EXERCISE MATERIAL:
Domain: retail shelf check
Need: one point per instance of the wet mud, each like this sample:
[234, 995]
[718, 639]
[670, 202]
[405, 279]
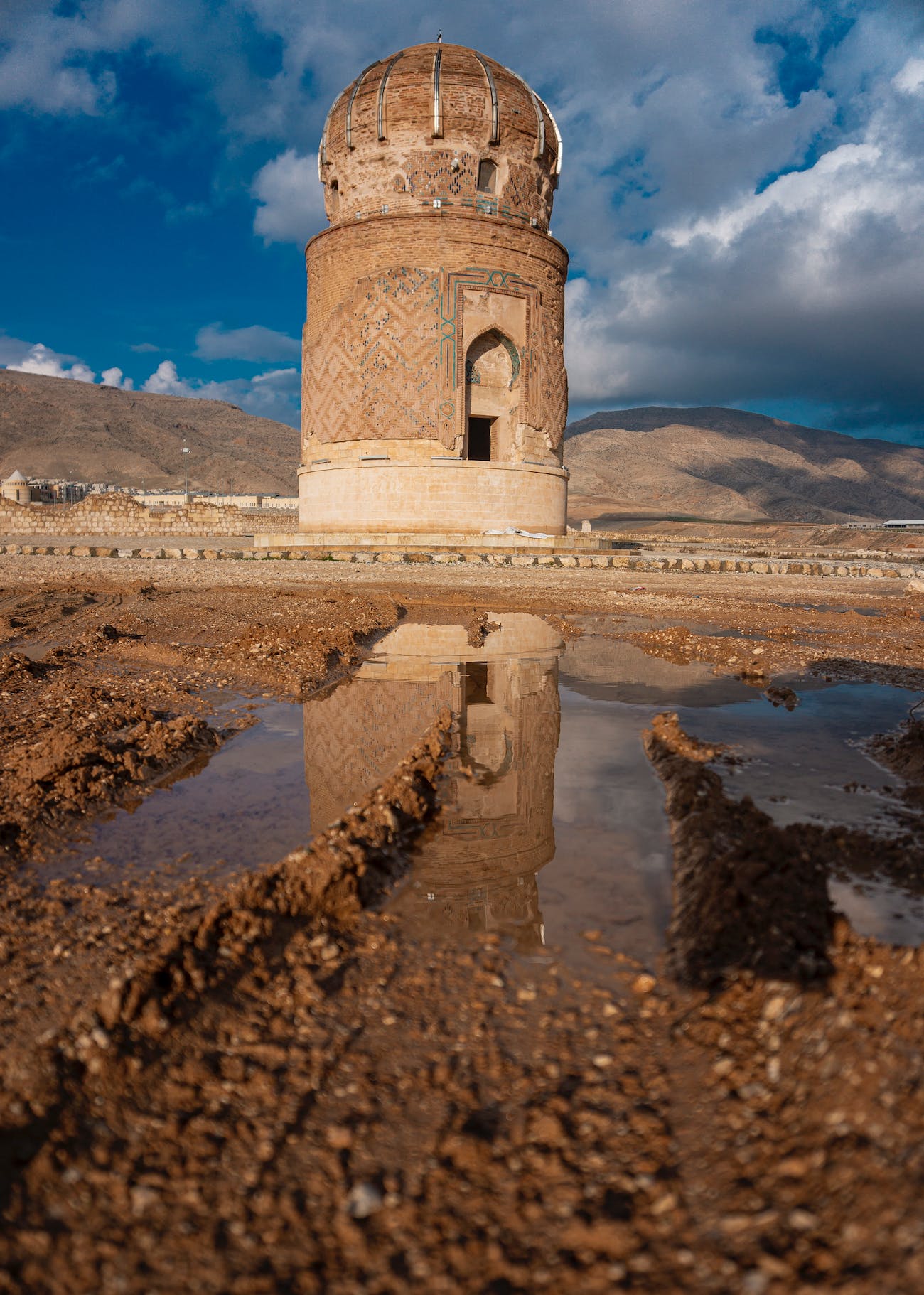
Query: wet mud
[282, 1079]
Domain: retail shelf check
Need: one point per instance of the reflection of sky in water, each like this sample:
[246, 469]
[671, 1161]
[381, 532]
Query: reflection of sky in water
[799, 763]
[541, 842]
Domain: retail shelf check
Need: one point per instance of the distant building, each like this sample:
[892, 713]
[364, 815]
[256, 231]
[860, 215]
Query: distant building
[16, 488]
[56, 491]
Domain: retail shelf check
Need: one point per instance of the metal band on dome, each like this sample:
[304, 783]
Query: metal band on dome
[557, 167]
[353, 96]
[540, 119]
[382, 86]
[323, 148]
[495, 136]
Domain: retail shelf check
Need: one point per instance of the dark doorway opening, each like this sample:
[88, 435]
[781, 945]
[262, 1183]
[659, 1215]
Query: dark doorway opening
[476, 684]
[479, 439]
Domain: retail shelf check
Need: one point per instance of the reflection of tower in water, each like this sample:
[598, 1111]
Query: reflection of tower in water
[478, 863]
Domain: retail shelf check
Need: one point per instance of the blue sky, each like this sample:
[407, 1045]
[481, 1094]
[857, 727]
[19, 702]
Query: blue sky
[742, 197]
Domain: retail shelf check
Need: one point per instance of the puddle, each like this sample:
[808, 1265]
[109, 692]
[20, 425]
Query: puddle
[224, 814]
[554, 822]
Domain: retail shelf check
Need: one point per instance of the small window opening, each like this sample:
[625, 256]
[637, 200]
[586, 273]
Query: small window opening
[479, 439]
[476, 684]
[487, 176]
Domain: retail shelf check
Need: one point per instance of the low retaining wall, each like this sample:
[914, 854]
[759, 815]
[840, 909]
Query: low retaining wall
[618, 561]
[122, 515]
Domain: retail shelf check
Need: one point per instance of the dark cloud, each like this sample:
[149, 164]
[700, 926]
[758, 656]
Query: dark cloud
[743, 186]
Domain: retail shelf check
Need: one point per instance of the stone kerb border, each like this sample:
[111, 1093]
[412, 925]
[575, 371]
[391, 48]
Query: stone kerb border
[123, 515]
[597, 561]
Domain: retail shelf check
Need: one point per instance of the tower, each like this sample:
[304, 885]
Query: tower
[434, 385]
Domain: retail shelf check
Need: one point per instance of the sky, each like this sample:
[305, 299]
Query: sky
[742, 193]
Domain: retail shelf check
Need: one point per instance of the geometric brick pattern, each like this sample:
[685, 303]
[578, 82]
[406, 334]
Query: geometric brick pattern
[375, 373]
[520, 192]
[430, 174]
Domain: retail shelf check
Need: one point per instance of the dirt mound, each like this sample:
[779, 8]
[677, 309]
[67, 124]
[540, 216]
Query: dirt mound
[743, 896]
[903, 754]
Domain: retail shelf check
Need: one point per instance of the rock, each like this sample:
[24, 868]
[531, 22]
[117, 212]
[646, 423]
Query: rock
[364, 1200]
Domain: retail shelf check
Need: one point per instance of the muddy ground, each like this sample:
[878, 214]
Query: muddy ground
[271, 1084]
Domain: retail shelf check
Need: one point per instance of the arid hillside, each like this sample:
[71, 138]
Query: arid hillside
[733, 466]
[79, 431]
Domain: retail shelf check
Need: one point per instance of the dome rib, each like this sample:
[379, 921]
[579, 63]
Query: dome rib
[438, 113]
[353, 99]
[492, 87]
[382, 90]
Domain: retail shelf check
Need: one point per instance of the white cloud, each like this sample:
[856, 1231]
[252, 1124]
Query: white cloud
[166, 381]
[41, 359]
[675, 116]
[290, 197]
[274, 394]
[910, 80]
[257, 342]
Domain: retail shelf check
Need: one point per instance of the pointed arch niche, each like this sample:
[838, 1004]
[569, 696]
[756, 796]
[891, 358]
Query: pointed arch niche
[492, 386]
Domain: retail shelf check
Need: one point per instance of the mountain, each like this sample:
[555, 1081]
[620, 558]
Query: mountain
[733, 466]
[80, 431]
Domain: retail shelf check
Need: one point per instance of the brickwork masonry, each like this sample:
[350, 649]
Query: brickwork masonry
[541, 561]
[121, 515]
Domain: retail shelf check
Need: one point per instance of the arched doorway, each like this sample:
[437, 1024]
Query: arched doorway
[492, 372]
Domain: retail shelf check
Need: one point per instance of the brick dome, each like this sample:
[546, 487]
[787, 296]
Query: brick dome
[439, 124]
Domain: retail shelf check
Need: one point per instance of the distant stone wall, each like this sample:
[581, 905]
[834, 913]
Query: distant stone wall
[122, 515]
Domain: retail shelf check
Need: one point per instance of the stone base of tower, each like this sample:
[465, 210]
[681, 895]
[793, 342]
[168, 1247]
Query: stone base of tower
[441, 496]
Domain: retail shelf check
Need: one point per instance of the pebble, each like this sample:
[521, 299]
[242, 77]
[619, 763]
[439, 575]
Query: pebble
[364, 1200]
[774, 1008]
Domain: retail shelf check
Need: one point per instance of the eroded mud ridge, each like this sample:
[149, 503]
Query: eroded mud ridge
[285, 1080]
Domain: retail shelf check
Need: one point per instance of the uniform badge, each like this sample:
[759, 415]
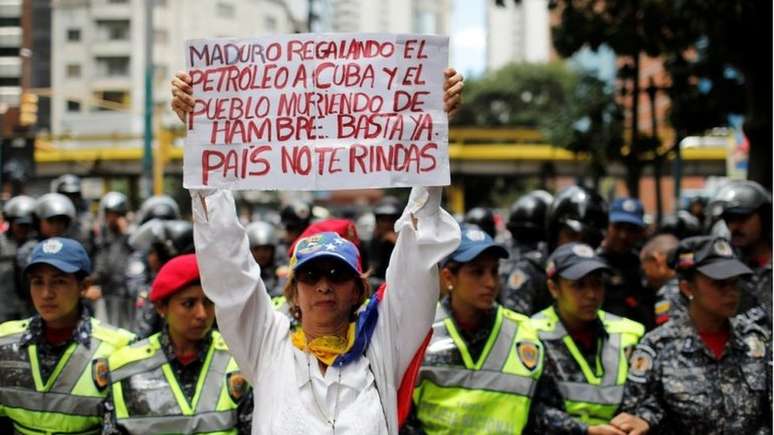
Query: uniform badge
[52, 246]
[528, 354]
[584, 251]
[100, 373]
[517, 279]
[237, 385]
[755, 347]
[722, 248]
[662, 307]
[639, 364]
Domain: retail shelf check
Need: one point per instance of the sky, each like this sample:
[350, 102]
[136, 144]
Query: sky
[468, 36]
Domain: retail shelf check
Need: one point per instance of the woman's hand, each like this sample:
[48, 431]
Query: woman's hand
[452, 86]
[182, 95]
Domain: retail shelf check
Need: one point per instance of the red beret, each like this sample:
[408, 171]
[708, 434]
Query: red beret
[175, 275]
[343, 227]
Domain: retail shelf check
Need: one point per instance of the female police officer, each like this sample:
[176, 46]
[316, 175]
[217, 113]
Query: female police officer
[585, 348]
[707, 372]
[182, 379]
[484, 360]
[53, 363]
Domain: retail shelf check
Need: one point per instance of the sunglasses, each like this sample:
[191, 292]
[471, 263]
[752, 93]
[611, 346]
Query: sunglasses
[334, 274]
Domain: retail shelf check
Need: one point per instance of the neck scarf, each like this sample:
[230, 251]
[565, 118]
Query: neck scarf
[326, 348]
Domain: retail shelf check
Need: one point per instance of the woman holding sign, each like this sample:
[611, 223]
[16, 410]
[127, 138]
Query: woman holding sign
[340, 371]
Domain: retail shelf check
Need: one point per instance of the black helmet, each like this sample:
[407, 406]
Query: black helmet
[582, 210]
[739, 197]
[159, 207]
[483, 218]
[296, 215]
[169, 238]
[262, 234]
[115, 202]
[67, 184]
[528, 215]
[388, 206]
[681, 225]
[20, 209]
[54, 204]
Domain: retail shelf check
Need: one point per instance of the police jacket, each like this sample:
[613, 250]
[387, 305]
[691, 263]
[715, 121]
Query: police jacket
[48, 389]
[579, 387]
[488, 391]
[679, 387]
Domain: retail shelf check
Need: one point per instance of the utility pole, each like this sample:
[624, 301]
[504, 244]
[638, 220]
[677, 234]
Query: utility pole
[146, 181]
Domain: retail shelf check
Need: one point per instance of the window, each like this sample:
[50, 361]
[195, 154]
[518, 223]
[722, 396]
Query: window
[73, 35]
[224, 10]
[73, 71]
[112, 66]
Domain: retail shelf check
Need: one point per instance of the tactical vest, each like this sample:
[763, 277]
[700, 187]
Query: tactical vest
[596, 400]
[149, 400]
[491, 395]
[67, 402]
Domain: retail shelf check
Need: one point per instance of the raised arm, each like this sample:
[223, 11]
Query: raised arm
[426, 234]
[232, 280]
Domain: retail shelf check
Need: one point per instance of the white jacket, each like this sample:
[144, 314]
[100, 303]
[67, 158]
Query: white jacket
[258, 336]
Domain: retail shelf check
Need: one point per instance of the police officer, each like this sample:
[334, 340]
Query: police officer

TASK INSTRUCTIONS: Write out, from the lines above, only those from the line with "Need: one point per instance of the metal" to the line with "Need: one point per instance of the dirt", exactly as given, including the first and the last.

EXERCISE RESPONSE:
Need: one point per instance of the metal band on dome, each like this sample:
[304, 783]
Query: metal band on dome
[557, 167]
[353, 96]
[540, 119]
[382, 86]
[323, 148]
[495, 136]
Domain: retail shelf check
Need: one point per instance of the dark doorway opening, each like this sample:
[88, 435]
[781, 945]
[262, 1183]
[659, 1215]
Query: dark doorway opening
[476, 684]
[479, 439]
Domain: retail shelf check
Need: one point per instance of the reflection of tower in water, each like this sample:
[598, 1111]
Query: reflection of tower in water
[478, 863]
Domain: retail shelf check
Need: one point per instance of the blue sky, each like this sample:
[407, 1045]
[481, 1094]
[857, 727]
[19, 702]
Query: blue sky
[742, 197]
Domain: retail shelf check
Need: one point per instance of the puddle, each like this sample:
[808, 1265]
[109, 692]
[20, 425]
Query: puddle
[224, 814]
[554, 822]
Domain: retail shelf check
Need: one point per instance of the small window opening, each like this sample:
[625, 256]
[637, 200]
[586, 273]
Query: small window opening
[479, 439]
[476, 684]
[487, 176]
Domain: retail shelf check
Need: one point per instance of the low retaining wall, each like this sample:
[914, 854]
[759, 815]
[840, 909]
Query: low retaining wall
[618, 561]
[122, 515]
Domain: retail shelf check
Need: one point per instance of the dark cloud, each like this sample:
[149, 164]
[700, 926]
[758, 656]
Query: dark cloud
[743, 186]
Domain: retail shelf check
Need: one point per instance of the stone kerb border, each like this sample:
[111, 1093]
[412, 925]
[575, 371]
[391, 48]
Query: stone kerb border
[123, 515]
[597, 561]
Domain: retail shelf check
Need: one point per instance of the tower, each like this sample:
[304, 885]
Query: tower
[434, 385]
Domain: retail shelf check
Need: one point per instance of the sky, each like this sample:
[305, 299]
Query: sky
[742, 193]
Domain: retail shelf check
Need: one point per instance of the geometric brick pattern, each like this sample:
[685, 303]
[578, 82]
[406, 334]
Query: geometric brick pattern
[375, 373]
[520, 192]
[430, 174]
Domain: retail shelf check
Need: one point per instance of the dirt mound, each like this sample:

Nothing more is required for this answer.